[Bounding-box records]
* begin *

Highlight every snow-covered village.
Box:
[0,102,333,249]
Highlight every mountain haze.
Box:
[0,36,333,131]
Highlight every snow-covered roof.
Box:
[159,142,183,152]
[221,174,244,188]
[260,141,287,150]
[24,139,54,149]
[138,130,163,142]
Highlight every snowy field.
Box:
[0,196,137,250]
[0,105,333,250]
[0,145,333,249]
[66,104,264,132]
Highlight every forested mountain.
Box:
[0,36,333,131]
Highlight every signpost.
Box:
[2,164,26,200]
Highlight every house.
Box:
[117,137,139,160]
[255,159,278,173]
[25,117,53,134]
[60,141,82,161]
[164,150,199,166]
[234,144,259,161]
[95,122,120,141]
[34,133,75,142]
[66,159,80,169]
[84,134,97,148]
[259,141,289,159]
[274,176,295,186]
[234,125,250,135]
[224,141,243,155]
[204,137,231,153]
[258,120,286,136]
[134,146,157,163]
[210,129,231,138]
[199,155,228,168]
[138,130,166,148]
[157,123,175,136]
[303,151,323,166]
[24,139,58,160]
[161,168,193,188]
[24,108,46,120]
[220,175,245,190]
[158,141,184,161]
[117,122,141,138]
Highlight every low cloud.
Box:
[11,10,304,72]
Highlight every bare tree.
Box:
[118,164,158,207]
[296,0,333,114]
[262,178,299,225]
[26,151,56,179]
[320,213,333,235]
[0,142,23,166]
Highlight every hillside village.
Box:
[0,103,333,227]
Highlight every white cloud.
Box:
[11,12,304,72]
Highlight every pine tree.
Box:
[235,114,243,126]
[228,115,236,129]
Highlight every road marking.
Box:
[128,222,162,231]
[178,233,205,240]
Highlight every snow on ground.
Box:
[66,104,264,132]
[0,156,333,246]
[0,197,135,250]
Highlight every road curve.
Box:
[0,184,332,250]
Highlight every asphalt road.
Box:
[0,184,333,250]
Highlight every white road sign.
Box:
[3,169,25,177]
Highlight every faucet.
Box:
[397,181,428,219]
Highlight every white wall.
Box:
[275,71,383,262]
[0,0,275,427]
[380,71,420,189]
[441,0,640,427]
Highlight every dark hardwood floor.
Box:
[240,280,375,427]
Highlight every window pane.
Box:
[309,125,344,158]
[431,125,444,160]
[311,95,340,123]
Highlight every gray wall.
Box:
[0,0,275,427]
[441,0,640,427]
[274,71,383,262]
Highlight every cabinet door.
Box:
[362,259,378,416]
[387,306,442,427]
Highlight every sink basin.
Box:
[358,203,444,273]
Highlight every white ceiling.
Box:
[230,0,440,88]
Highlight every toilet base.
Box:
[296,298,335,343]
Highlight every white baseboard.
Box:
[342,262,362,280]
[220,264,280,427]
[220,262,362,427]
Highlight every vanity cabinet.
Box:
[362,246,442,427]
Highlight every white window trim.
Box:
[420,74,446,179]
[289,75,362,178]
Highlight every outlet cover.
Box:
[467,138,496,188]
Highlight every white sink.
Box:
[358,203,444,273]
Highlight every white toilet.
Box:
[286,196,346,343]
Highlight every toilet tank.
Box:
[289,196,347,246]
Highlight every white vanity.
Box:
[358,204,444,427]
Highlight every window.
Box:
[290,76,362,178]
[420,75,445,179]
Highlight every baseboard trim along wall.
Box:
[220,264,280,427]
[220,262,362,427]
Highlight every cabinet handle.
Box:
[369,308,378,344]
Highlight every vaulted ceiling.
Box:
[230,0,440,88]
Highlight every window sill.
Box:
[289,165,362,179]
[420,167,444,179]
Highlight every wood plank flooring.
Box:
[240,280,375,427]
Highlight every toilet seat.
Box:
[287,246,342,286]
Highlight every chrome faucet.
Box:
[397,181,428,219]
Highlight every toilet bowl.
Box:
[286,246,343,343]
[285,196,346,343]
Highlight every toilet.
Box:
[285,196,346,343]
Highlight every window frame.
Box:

* end *

What is required: Write out the whole listing above again, line for line, with no changes.

Answer in full:
Highlight every snow-covered village.
Box:
[0,102,333,249]
Highlight every mountain haze.
Box:
[0,36,333,131]
Highlight every snow-covered roof.
Box:
[159,142,183,152]
[221,174,244,188]
[260,141,287,150]
[24,139,54,149]
[138,130,163,142]
Highlight every snowy field.
Box:
[0,196,137,250]
[0,105,333,250]
[0,145,333,249]
[66,104,264,132]
Highlight every forested mountain.
Box:
[0,36,333,131]
Highlight every signpost.
Box:
[2,164,26,200]
Highlight every house.
Box:
[117,137,139,160]
[255,159,278,173]
[25,117,53,134]
[60,141,82,161]
[164,150,199,166]
[234,144,259,161]
[95,122,120,141]
[34,133,75,142]
[66,159,80,169]
[84,134,97,148]
[259,141,289,159]
[274,176,295,186]
[234,125,250,135]
[224,141,243,155]
[204,137,231,153]
[258,120,286,136]
[134,146,157,163]
[210,129,231,138]
[199,155,228,168]
[138,130,166,148]
[157,123,175,136]
[303,151,323,166]
[24,139,58,160]
[161,168,193,188]
[24,108,46,120]
[220,175,245,190]
[158,141,184,161]
[117,122,141,138]
Highlight every low cloud.
Box:
[11,10,304,72]
Highlight every bare tree.
Box:
[118,164,158,207]
[296,0,333,114]
[262,178,299,225]
[26,151,56,179]
[320,213,333,235]
[0,142,23,166]
Highlight every hillside village.
Box:
[0,103,333,227]
Highlight every white cloud.
Box:
[11,12,304,72]
Highlight every pine tree.
Box:
[235,114,243,126]
[228,115,236,129]
Highlight every road marking.
Box:
[128,222,162,231]
[178,233,205,240]
Highlight every snow on ground.
Box:
[66,104,264,132]
[0,156,333,246]
[0,197,135,250]
Highlight every road curve.
Box:
[0,184,332,250]
Highlight every asphalt road.
Box:
[0,184,333,250]
Highlight every white road sign.
Box:
[3,169,25,177]
Highlight every faucet.
Box:
[397,181,428,219]
Highlight every white wall.
Box:
[275,71,383,262]
[0,0,275,427]
[380,71,420,189]
[441,0,640,427]
Highlight every dark hardwood floor.
Box:
[240,280,375,427]
Highlight every window pane.
Box:
[309,125,344,158]
[431,125,444,160]
[311,95,340,123]
Highlight every gray wall.
Box:
[0,0,275,427]
[441,0,640,427]
[274,71,383,262]
Highlight every cabinet door.
Box:
[362,259,378,416]
[387,306,442,427]
Highlight every sink basin.
Box:
[358,203,444,273]
Highlight every white ceiling.
Box:
[230,0,440,88]
Highlight every toilet base.
Box:
[296,298,335,343]
Highlight every white baseboard.
Box:
[342,262,362,280]
[220,264,280,427]
[220,262,362,427]
Highlight every vanity cabinet.
Box:
[362,246,442,427]
Highlight every white window trim.
Box:
[420,74,446,179]
[289,75,362,178]
Highlight every outlet cover.
Box:
[467,138,496,188]
Highlight every white sink.
Box:
[358,203,444,273]
Highlight every white toilet.
Box:
[286,196,346,343]
Highlight every toilet tank.
Box:
[289,196,347,246]
Highlight every white vanity.
Box:
[358,204,444,427]
Highlight every window.
Box:
[290,76,362,178]
[420,75,445,179]
Highlight every baseboard trim along wall.
Box:
[220,264,280,427]
[220,262,362,427]
Highlight every cabinet handle.
Box:
[369,308,378,344]
Highlight every vaulted ceiling.
Box:
[230,0,440,88]
Highlight every window sill.
Box:
[289,165,362,179]
[420,167,444,179]
Highlight every wood plank flooring.
Box:
[240,280,375,427]
Highlight every toilet seat.
Box:
[287,246,342,286]
Highlight every chrome faucet.
Box:
[397,181,428,219]
Highlight every toilet bowl.
Box:
[286,246,343,343]
[285,196,346,343]
Highlight every toilet.
Box:
[285,196,346,343]
Highlight every window frame.
Box:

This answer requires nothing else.